## Exercise goal
Please print the full listing below exactly, but not the pictures in it.

*** Opening of Task inputs ***

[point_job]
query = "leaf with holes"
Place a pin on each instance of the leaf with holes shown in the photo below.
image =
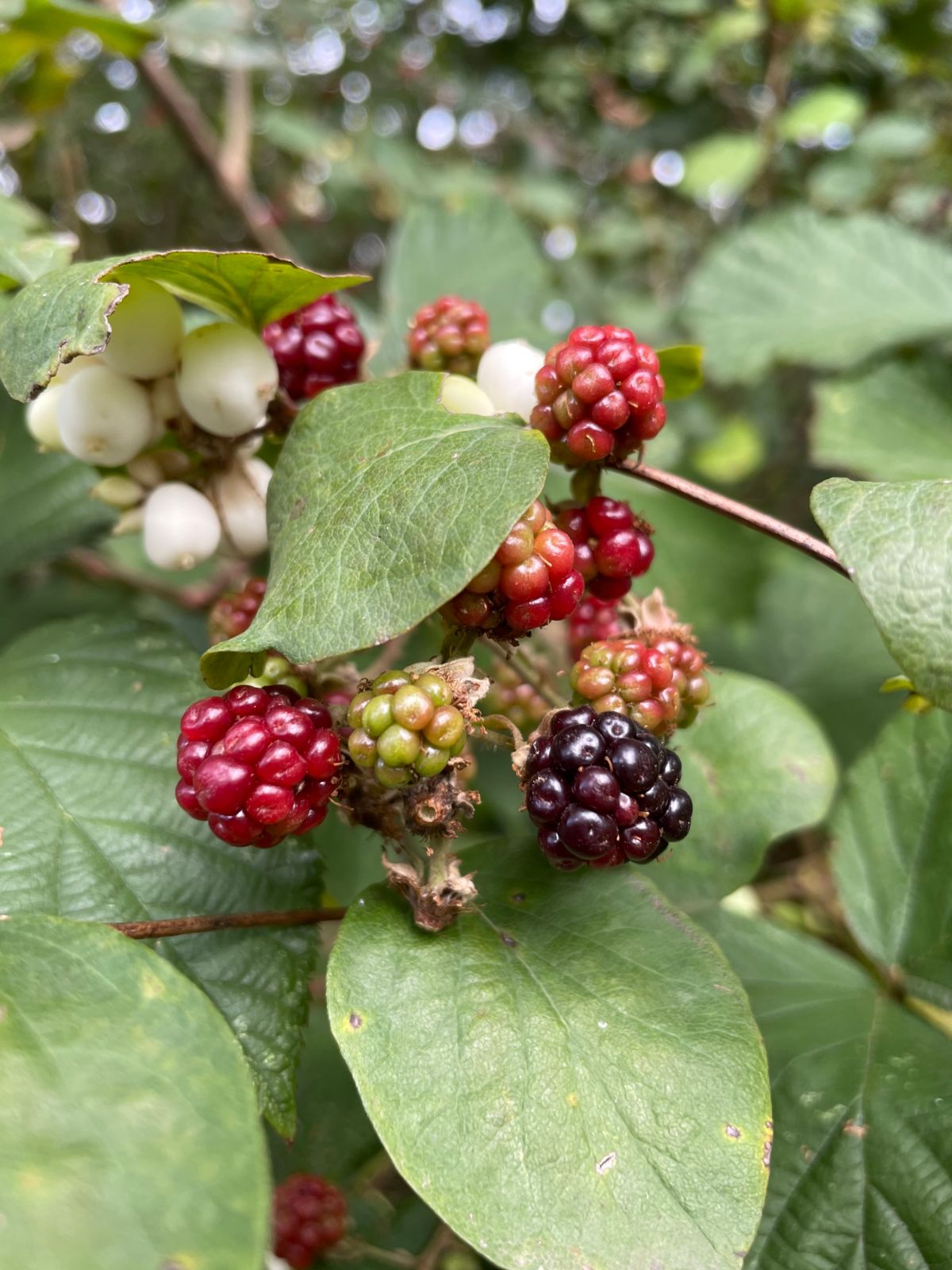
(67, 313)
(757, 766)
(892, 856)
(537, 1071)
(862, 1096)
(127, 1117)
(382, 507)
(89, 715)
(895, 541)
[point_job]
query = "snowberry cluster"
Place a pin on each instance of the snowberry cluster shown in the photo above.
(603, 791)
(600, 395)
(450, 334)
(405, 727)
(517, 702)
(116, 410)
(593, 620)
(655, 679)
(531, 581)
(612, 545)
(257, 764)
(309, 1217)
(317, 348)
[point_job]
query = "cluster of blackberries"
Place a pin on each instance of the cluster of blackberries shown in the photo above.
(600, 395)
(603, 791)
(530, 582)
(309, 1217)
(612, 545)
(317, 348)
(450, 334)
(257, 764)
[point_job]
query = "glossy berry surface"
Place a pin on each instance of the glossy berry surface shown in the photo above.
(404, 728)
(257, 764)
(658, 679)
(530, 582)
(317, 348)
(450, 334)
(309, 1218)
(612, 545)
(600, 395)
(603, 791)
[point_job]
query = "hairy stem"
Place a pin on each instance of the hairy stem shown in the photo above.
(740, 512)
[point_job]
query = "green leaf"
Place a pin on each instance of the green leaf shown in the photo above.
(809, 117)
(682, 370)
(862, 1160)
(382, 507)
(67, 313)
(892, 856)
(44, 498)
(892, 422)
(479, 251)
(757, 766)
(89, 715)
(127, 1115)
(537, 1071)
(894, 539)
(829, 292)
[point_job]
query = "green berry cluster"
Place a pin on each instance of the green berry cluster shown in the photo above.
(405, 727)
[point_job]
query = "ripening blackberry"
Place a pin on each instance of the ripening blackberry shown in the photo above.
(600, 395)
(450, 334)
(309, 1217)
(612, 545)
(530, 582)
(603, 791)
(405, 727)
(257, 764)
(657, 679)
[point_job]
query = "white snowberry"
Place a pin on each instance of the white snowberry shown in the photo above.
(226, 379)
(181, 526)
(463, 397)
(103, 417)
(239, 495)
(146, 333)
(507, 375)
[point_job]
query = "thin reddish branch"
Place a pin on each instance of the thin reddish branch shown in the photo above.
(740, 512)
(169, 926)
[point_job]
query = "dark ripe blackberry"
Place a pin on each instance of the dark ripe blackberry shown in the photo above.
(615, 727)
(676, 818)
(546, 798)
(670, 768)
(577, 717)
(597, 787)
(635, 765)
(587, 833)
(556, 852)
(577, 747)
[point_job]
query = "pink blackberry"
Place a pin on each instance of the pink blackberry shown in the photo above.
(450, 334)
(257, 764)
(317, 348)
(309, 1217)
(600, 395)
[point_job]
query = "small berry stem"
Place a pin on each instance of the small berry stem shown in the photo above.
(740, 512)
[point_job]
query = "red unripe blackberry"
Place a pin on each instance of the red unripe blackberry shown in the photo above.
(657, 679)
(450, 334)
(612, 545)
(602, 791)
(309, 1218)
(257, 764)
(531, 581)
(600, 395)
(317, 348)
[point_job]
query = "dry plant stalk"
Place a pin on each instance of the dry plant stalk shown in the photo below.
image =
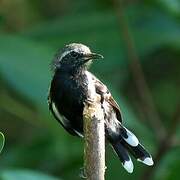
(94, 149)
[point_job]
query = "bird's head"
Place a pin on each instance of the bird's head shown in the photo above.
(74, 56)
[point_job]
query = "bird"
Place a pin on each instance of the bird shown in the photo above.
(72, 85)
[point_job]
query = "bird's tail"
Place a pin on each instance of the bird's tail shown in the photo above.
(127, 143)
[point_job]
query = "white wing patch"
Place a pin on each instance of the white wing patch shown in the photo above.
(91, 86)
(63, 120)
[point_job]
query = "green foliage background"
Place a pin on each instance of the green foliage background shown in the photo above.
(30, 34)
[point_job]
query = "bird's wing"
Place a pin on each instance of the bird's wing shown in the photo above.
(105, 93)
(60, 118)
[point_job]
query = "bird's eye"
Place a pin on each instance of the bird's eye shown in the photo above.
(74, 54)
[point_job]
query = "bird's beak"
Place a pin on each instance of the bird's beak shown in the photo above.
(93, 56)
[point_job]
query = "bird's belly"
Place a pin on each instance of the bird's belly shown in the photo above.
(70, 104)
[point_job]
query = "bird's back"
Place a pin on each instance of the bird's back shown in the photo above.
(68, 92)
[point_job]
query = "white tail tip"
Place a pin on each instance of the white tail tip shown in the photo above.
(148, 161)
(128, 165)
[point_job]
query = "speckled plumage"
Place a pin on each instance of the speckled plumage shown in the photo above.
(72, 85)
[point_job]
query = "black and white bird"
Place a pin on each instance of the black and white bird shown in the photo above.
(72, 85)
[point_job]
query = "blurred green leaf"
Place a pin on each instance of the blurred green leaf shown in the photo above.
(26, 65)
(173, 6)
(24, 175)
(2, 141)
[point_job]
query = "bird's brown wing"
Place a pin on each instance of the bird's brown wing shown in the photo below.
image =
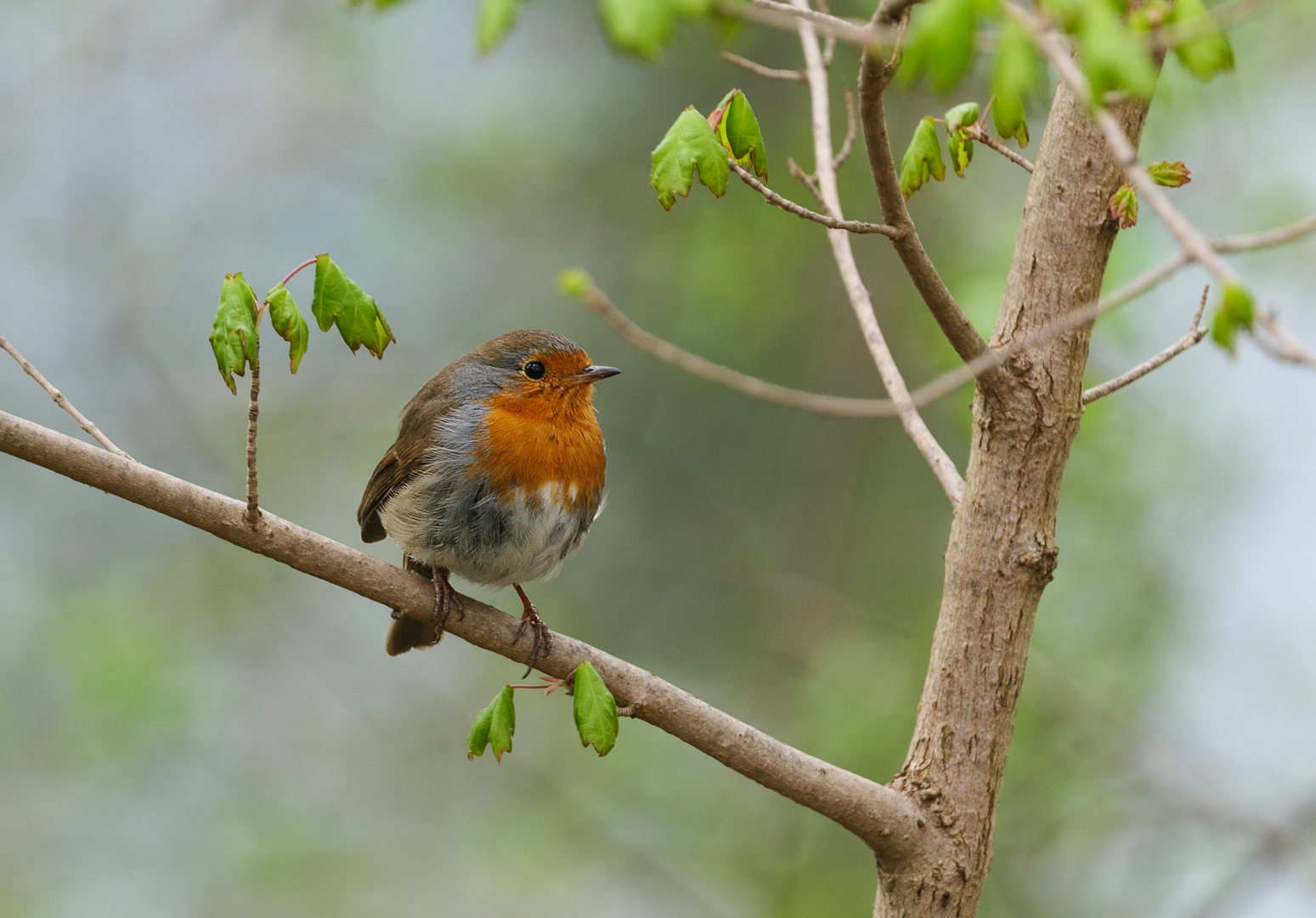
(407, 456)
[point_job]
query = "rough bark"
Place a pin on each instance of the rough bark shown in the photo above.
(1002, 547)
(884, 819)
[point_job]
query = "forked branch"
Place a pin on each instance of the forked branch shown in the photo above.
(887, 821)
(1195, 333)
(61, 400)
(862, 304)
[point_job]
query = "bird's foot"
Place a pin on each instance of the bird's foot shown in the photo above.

*** Close of Task inputs ***

## Response box
[point_job]
query = "leaf with holes"
Place a pin on each instance of the leaf with holes shown in the photo below.
image =
(67, 313)
(757, 766)
(892, 856)
(537, 1071)
(862, 1096)
(127, 1117)
(382, 507)
(89, 715)
(895, 541)
[point_job]
query = "snowberry cluster"
Place a pin on each instance of the snowberry cluster shown in the photo above.
(603, 791)
(600, 395)
(450, 334)
(405, 727)
(517, 702)
(116, 410)
(593, 620)
(655, 679)
(531, 581)
(612, 545)
(257, 764)
(309, 1217)
(317, 348)
[point_job]
query = "cluster of blackberries"
Place a pin on each instance of the cluster of blackberries shown in the photo above.
(600, 395)
(603, 791)
(530, 582)
(309, 1217)
(612, 545)
(317, 348)
(450, 334)
(257, 764)
[point_job]
query = "glossy berry surface"
Place a pin on each instance of the glossy berry surface shown in the photo above.
(404, 728)
(257, 764)
(658, 679)
(530, 582)
(317, 348)
(450, 334)
(309, 1218)
(612, 545)
(600, 395)
(603, 791)
[point_job]
query = "hairy stem"
Place a pin on each instance of the hairy stem shown in the photo above.
(740, 512)
[point_job]
query = "green leaf"
Place a pin on each instance of the green leaf shown in the photo above.
(809, 117)
(682, 370)
(862, 1160)
(382, 507)
(67, 313)
(892, 856)
(44, 498)
(892, 422)
(479, 251)
(757, 766)
(89, 715)
(127, 1115)
(537, 1071)
(894, 539)
(829, 292)
[point_job]
query = "green berry cluster"
Place a pin on each instance of the green berry cluster shown in the photo above.
(405, 727)
[point_job]
query = "ripening blackberry"
Place a pin on each instance of the ripening blackberry shown in the photo above.
(600, 395)
(450, 334)
(309, 1217)
(612, 545)
(530, 582)
(603, 791)
(405, 727)
(257, 764)
(657, 679)
[point_job]
query = "white snowberry"
Place a pin on each instance of the white snowberry shown in the photo above.
(226, 379)
(181, 526)
(463, 397)
(103, 417)
(239, 495)
(146, 333)
(507, 375)
[point_job]
query = "thin reddish branch"
Place a pin on each instance of the thin reddish branch shown in the photo above.
(740, 512)
(169, 926)
[point_job]
query = "dark ripe blackberry"
Place a pin on each instance of the dark ripe blackberry shown in the photo above.
(615, 727)
(676, 818)
(546, 798)
(670, 768)
(577, 717)
(597, 787)
(635, 765)
(587, 833)
(556, 852)
(577, 747)
[point_job]
query = "pink blackberry"
Place a pin on each instance of the pink blackberry shown in the photo above.
(450, 334)
(257, 764)
(317, 348)
(309, 1217)
(600, 395)
[point_job]
query = "small berry stem"
Place a pin on each instance of the small berry stem shown in the photo above.
(740, 512)
[point_job]
query = "red unripe blackberry"
Place a pin on each instance of the red unripe blackberry shown in the photo above.
(657, 679)
(450, 334)
(612, 545)
(602, 791)
(309, 1218)
(257, 764)
(531, 581)
(600, 395)
(317, 348)
[point_job]
query = "dry plant stalk"
Place a pin on each instance of the dry plant stalk shown in the photo below.
image =
(94, 149)
[point_job]
query = "bird's head"
Place a pin on each instance of the bird's head shown in the photo above.
(74, 56)
[point_job]
query = "bird"
Place a pin on each instance of the bird shown in the photo above.
(72, 85)
[point_job]
query = "bird's tail"
Place a pin on each instance of the bird's tail shown in the photo above.
(127, 143)
[point_job]
query = "white wing patch"
Place a pin on each instance of the white wing patch shown in the photo above.
(91, 86)
(63, 120)
[point_job]
query = "green foliage background"
Place a pin on each instance of the green foliage background shown in the photo above.
(30, 34)
[point_job]
query = "bird's wing"
Place a pin on each instance of the bird's wing shown in the photo above.
(105, 93)
(60, 118)
[point_job]
query = "bird's eye"
Place a pin on each instance of the bird's eye shown in the photo above.
(74, 54)
[point_job]
query = "bird's beak"
Place a pin on each instance of the bird's beak shown in the photo above.
(93, 56)
[point_job]
query = "bird's belly"
Place a pin on each instance of the bird's belly shown in the photo above.
(70, 104)
[point_job]
query = "bird's back"
Place a pin on each instance of the bird's back shown in the photo above.
(68, 92)
[point_job]
query = "white tail tip"
Place a pin on each instance of the white tail tip shown in the photo above.
(148, 161)
(128, 165)
[point_job]
query = "speckled plumage"
Place a pin on each instance of the speckled plumage shown in the photo above.
(72, 85)
[point_job]
query = "black and white bird"
Place a pin on each instance of the black and white bird shown in the photo above.
(72, 85)
[point_job]
query = "blurred green leaf"
Place a pin on each instance of the blurred green leaf shown in the photo above.
(26, 65)
(173, 6)
(24, 175)
(2, 141)
[point_job]
query = "bird's brown wing"
Place a pin on each instance of the bird's brown wing shown in the photo below.
image =
(407, 456)
[point_job]
query = "rough bark"
Place a pin on each instance of the rough bark shown in the photo above.
(1002, 547)
(884, 819)
[point_job]
query = "forked branch"
Place a pin on each instance of the forked branch shown in the photo above.
(887, 821)
(1195, 333)
(61, 400)
(862, 304)
[point_job]
query = "bird's foot"
Place a pin on each instance of the bird's foot shown in the photo above.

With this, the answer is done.